SUPPLIED PASSAGE ▸
Regression has some assumptions about its errors, *e<sub>i</sub>*. 
These assumptions are:

 * E[*e<sub>i</sub>*] = 0
 * Var(*e<sub>i</sub>*) = &sigma;<sup>2</sup>
 * *e<sub>i</sub>* ~ *N*(0, &sigma;<sup>2</sup>)
 * Cov(*e<sub>i</sub>*, *e<sub>j</sub>*) = 0

 Additioanlly, we also assume:
 * no multicollinearity in regressors

The first three conditions are necessary to perform a least square estimation and to have valid fitted values.  
The last condition is only required for any hypothesis tests, confidence intervals and prediction intervals. 

As you can see, most of our assumptions are about errors. However, errors cannot be observed in practice. Instead, we well be working with residuals, which are only estimates of the errors. They have however, an estimation-related issue.

DATA RECORDS ▸
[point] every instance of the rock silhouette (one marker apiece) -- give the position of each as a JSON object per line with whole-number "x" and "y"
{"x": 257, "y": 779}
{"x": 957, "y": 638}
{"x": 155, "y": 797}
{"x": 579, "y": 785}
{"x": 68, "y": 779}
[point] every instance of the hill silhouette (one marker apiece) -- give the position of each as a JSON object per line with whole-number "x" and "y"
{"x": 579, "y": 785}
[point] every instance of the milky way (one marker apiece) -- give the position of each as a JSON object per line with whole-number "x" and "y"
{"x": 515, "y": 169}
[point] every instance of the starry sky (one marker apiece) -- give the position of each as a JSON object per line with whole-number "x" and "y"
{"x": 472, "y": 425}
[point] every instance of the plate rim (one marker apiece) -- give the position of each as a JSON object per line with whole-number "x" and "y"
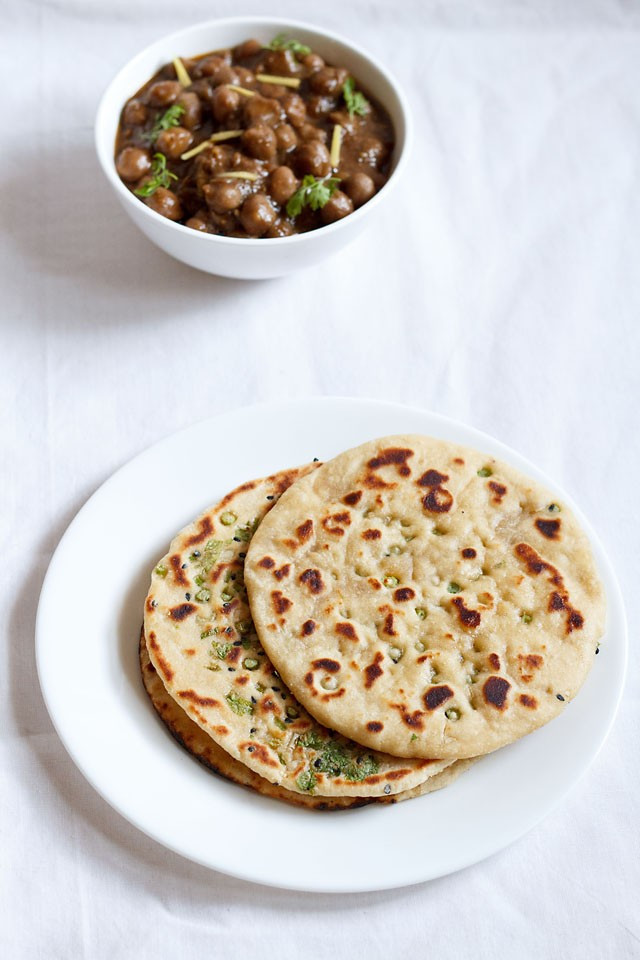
{"x": 615, "y": 606}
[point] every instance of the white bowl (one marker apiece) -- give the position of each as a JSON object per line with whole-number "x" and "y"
{"x": 249, "y": 259}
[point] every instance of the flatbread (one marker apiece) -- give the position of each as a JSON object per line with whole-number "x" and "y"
{"x": 208, "y": 752}
{"x": 202, "y": 642}
{"x": 436, "y": 602}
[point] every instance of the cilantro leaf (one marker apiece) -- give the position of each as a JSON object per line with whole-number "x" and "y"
{"x": 170, "y": 118}
{"x": 307, "y": 781}
{"x": 313, "y": 192}
{"x": 238, "y": 704}
{"x": 355, "y": 100}
{"x": 280, "y": 42}
{"x": 160, "y": 177}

TO DO ▸ Carry on the passage about regression error assumptions, starting after its last sentence. None of the items above is needed here.

RESPONSE AREA ▸
In regression, the variances of the residuals at different input variable values may differ. This can happen even if the variances of the errors at these different input variable values are equal.   

To improve the results, we can standardize or [studentize](https://en.wikipedia.org/wiki/Studentized_residual) the residuals.

## 1.1 Sample model
Let's fit a sample model, and take a look at its fit.

In [None]:
df = pd.read_csv("data/interesting_data.csv", index_col=0)
y = df.y.to_numpy()
X = df.loc[:, df.columns != 'y'].to_numpy()

threshold = int(len(X)*0.8)
X_train, X_test = X[:threshold], X[threshold:]
y_train, y_test = y[:threshold], y[threshold:]

predictors = sm.add_constant(X_train)
model = sm.OLS(y_train, predictors).fit()
fitted = model.predict(predictors)

print(model.summary())

## 1.2 Assumption 1
E[*e<sub>i</sub>*] = 0

In other words, on average the errrors should be zero

In [None]:
residuals_raw = fitted - y_train
residuals = residuals_raw/np.std(residuals_raw)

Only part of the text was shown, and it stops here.